• [Text excerpt]:
========================================================================
Images of Gaza and the Erasure of History

MEDIA, 25 Aug 2014

Ludek Stavinoha – Open Democracy

By failing to contextualise the Gaza assault the media helps embed a kind of official ignorance – much of the public have no idea what is actually happening, or why.

For more than four weeks now, Israel’s war on Gaza has dominated news headlines around the world, confronting us with images of its terrifying human toll. Yet, contrary to conventional wisdom, images of suffering, however tragic or gruesome, do not speak for themselves. Nor do such images “in themselves affect how audiences see the validity of actions in war”, as Professor Greg Philo of the Glasgow Media Group reminds us. Context is everything.

What distinguishes Israel’s latest assault from previous attacks on the Gaza Strip is not its wanton brutality. This, after all, has long been the modus operandi of the ‘most moral army in the world’. This time, however, Israel has been unable to prevent the proliferation of first-hand reports by western journalists documenting the scale of the destruction.

Indeed, images such as those of the four boys killed by an Israeli shell while playing football on a beach have for many journalists and their audiences come to symbolise the obscenity of this war. As in Jon Snow’s courageous and humane series of reports for the UK’s Channel 4, the war on Gaza’s children – more than three hundred of whom have so far been killed and thousands more injured and traumatised – has left many journalists visibly distraught. “I’ve seen dead children before,” wrote Sara Hussein, AFP’s war correspondent, upon completion of her latest assignment, “but never like during this war in Gaza. Never so many, never so often.”

What is more, however slick its PR machinery may be, mainstream news reporters are challenging the official Israeli narrative as never before. Even on the BBC, reporters are refusing to accept attempts by the IDF’s spin-doctors to rationalise further killings and simultaneously absolve Israel of any culpability.
========================================================================
• [Listed entries]:
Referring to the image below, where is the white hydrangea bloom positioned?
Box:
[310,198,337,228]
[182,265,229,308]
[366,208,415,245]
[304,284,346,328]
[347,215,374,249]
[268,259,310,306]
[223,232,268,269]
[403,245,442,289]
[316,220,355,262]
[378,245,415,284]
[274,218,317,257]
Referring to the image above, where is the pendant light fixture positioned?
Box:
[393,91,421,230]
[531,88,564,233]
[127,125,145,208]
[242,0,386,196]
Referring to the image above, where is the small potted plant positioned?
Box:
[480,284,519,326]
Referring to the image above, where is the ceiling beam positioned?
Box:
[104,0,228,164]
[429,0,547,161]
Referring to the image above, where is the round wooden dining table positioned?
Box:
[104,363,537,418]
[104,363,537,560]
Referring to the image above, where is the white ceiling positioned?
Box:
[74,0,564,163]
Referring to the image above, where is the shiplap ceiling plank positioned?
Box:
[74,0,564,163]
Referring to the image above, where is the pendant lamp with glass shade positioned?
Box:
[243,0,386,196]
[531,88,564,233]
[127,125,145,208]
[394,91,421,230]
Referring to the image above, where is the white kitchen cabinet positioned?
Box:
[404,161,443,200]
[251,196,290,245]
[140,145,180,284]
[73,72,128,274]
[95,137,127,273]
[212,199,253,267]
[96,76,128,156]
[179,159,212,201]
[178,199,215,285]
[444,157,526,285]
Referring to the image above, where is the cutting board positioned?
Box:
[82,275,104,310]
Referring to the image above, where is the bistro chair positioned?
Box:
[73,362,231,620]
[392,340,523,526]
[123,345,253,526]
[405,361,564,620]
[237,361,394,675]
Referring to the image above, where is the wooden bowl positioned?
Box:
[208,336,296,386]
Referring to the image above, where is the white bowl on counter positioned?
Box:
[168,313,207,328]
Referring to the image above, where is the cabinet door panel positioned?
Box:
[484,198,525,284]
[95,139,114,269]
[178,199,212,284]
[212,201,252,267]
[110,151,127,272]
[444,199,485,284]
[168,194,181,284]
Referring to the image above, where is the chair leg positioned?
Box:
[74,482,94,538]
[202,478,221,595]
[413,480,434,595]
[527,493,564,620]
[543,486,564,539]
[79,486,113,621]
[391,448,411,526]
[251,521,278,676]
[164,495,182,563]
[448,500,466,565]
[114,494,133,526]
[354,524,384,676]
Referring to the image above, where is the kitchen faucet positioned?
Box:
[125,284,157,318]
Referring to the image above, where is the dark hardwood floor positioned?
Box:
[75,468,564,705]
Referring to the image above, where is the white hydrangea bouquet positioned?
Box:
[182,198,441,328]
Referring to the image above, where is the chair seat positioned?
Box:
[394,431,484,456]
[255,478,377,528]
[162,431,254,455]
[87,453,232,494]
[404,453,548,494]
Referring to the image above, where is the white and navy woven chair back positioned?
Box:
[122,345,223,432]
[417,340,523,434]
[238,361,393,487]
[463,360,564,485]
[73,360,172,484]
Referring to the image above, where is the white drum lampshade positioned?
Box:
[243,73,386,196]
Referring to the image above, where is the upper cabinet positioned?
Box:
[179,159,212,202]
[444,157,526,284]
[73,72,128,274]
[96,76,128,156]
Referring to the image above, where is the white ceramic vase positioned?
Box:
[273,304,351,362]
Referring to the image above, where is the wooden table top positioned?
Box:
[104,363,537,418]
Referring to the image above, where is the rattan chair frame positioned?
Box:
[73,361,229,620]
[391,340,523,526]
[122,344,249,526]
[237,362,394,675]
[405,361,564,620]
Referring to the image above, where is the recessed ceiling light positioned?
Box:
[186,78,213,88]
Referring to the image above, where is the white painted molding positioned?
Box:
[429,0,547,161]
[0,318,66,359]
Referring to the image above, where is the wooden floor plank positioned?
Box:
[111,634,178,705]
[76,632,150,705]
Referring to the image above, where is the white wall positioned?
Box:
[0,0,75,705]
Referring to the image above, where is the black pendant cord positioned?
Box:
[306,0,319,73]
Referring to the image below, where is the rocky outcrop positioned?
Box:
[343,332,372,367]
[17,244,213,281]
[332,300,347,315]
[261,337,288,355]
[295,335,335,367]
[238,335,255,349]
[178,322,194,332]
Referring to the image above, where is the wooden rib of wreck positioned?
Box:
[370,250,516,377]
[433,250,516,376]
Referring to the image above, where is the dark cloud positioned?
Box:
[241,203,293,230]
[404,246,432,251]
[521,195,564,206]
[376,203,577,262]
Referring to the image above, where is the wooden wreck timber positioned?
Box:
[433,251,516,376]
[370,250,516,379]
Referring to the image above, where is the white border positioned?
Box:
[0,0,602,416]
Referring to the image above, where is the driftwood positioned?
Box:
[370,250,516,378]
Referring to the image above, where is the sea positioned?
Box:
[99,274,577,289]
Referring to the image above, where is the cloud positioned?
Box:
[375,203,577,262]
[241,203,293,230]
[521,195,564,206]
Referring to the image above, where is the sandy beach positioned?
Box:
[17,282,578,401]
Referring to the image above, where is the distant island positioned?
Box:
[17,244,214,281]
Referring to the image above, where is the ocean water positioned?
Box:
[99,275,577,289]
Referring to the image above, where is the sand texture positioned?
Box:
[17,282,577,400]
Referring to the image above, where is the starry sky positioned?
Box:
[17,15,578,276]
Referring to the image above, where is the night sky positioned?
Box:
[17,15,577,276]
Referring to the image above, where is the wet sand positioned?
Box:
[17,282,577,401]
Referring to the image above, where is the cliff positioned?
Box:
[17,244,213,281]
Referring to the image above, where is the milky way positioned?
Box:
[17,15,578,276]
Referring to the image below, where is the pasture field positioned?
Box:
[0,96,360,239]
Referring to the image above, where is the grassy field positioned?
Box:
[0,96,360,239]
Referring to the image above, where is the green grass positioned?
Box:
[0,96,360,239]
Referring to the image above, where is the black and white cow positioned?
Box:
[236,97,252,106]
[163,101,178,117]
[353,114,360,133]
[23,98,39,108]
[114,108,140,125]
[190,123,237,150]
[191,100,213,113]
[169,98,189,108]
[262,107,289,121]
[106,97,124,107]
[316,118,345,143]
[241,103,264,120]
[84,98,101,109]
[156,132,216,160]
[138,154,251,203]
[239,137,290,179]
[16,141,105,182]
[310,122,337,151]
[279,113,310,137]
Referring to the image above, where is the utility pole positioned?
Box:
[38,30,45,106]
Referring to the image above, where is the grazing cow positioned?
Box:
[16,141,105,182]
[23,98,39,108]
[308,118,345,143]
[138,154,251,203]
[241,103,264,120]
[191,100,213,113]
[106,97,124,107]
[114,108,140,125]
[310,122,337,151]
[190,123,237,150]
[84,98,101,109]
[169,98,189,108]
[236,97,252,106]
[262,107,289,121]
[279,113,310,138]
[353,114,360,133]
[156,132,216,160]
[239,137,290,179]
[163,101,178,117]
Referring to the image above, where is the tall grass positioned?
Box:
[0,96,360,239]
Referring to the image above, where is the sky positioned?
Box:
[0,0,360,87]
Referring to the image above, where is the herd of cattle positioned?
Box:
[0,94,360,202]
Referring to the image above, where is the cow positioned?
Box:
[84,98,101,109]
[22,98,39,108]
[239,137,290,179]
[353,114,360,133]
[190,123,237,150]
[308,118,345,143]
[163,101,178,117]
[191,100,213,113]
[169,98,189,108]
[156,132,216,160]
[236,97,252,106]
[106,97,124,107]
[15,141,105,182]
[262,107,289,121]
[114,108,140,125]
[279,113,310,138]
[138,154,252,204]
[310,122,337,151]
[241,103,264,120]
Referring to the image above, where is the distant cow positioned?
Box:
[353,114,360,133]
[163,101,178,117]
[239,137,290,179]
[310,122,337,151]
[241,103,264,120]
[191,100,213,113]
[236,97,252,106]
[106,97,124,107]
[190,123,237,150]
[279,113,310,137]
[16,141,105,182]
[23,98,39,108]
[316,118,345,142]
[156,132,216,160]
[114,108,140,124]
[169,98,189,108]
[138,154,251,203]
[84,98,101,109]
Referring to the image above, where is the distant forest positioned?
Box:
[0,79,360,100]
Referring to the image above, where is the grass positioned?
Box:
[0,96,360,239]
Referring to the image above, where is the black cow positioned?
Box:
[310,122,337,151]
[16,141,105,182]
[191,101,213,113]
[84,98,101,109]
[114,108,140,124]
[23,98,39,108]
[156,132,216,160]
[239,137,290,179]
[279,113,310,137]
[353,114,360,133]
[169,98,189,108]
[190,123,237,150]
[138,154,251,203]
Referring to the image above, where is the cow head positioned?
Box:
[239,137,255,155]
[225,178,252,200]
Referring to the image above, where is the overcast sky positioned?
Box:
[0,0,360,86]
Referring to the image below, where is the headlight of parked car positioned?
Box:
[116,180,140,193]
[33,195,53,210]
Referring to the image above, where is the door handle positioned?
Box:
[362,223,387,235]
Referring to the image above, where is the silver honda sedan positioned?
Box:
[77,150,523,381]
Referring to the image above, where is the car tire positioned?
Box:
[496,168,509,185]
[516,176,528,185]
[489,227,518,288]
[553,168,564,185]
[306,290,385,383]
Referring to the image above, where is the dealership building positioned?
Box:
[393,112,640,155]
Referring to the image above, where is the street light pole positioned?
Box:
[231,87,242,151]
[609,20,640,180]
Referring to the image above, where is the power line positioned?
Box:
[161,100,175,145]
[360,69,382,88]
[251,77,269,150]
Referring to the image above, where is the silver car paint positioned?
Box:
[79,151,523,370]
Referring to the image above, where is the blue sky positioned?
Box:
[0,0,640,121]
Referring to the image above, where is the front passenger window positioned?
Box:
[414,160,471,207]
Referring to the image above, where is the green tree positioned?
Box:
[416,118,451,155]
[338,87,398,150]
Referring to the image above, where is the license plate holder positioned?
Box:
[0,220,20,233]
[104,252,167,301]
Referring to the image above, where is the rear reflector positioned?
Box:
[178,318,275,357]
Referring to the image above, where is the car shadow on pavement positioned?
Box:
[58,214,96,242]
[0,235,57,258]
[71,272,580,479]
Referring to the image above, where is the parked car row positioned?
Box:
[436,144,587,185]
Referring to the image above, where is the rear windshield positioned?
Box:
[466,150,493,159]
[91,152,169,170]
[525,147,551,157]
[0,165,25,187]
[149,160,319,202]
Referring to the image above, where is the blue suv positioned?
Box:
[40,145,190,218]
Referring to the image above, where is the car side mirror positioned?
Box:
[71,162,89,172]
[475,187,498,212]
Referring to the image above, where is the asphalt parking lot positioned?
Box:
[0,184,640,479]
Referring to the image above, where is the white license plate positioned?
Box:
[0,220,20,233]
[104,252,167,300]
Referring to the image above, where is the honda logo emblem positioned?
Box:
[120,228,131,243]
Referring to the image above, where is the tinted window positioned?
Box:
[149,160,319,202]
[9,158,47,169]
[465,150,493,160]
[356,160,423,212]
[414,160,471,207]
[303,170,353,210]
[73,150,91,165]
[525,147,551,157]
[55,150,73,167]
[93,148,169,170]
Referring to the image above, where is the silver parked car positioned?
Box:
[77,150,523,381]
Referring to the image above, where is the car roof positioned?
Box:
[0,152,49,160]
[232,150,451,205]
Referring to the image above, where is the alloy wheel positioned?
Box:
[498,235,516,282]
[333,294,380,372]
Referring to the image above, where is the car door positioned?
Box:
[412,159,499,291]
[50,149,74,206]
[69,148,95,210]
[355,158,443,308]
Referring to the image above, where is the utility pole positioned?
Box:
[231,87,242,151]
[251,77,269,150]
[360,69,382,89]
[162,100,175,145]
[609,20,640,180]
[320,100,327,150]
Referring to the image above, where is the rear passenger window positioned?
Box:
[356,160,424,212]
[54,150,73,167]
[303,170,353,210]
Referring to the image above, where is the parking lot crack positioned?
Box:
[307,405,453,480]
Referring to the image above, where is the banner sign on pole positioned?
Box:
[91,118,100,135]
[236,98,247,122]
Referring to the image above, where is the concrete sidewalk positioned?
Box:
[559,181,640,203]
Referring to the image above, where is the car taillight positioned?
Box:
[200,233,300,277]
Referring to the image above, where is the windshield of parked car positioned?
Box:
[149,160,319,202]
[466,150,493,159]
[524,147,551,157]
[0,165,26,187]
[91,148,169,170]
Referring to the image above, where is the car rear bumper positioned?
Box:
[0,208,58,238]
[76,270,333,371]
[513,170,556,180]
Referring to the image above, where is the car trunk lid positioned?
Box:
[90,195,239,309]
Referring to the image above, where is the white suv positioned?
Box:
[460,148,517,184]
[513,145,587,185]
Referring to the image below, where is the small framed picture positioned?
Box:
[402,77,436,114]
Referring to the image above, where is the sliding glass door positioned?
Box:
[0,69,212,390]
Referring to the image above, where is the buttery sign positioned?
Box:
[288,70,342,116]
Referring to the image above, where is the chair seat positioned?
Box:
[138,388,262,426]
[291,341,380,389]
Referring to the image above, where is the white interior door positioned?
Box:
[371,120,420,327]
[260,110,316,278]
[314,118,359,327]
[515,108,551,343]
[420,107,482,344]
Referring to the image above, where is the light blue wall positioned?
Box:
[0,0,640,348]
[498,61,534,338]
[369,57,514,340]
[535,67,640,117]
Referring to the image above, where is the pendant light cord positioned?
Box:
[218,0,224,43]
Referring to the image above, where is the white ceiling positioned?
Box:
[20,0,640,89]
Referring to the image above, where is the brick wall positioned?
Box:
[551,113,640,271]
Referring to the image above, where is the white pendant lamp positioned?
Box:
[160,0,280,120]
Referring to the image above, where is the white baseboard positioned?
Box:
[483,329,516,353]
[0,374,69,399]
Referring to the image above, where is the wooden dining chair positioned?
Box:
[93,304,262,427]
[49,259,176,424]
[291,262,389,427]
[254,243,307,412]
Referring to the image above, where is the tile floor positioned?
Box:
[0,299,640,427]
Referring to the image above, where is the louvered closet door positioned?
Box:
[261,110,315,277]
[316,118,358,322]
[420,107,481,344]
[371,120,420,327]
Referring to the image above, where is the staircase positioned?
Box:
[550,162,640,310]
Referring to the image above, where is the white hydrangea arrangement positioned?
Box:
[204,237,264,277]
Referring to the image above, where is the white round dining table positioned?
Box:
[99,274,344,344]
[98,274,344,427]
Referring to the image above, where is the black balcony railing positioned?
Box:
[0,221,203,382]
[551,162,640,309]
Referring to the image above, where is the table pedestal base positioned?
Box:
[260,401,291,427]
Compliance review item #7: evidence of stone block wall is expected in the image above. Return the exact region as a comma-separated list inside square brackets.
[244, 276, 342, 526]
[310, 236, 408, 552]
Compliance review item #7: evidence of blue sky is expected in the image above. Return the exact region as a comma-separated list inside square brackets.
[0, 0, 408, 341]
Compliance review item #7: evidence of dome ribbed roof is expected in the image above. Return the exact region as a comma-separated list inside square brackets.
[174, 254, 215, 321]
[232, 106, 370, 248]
========================================================================
• [How to complete this task]:
Please translate this sentence from the article on images of Gaza into Spanish: "Yet, contrary to conventional wisdom, images of suffering, however tragic or gruesome, do not speak for themselves."

• [Solution for this exercise]:
Sin embargo, contrariamente a la creencia común, las imágenes de sufrimiento, por trágicas o espeluznantes que sean, no hablan por sí mismas.